Scan the data, and whenever a line contains "above", copy it.

* [SUPPLIED MATERIAL]:
* * * * * * *
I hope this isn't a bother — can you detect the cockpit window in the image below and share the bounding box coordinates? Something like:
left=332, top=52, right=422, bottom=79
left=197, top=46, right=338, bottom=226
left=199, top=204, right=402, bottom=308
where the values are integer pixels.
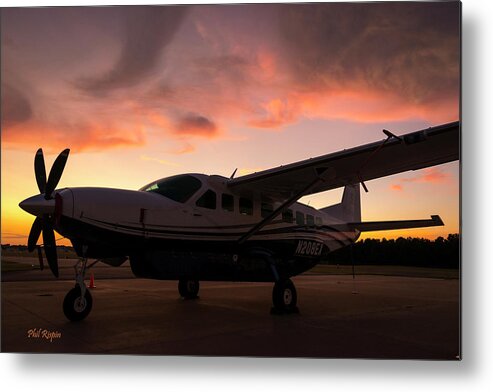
left=140, top=175, right=202, bottom=203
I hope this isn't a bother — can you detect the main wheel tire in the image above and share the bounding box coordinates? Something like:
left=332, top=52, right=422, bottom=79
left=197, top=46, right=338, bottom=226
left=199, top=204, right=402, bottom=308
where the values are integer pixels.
left=272, top=279, right=297, bottom=311
left=63, top=286, right=93, bottom=322
left=178, top=279, right=200, bottom=299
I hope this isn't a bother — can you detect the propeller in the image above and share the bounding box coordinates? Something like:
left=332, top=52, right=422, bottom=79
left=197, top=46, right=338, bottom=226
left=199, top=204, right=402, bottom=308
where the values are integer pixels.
* * * * * * *
* [EXPECTED ANSWER]:
I hope this isn't a bother — can you detect the main wheel tire in the image above and share the bounding box coordinates? Something like:
I hope this isn't a bother — can you detect the propeller in the image above and share the bounding box coordinates? Something like:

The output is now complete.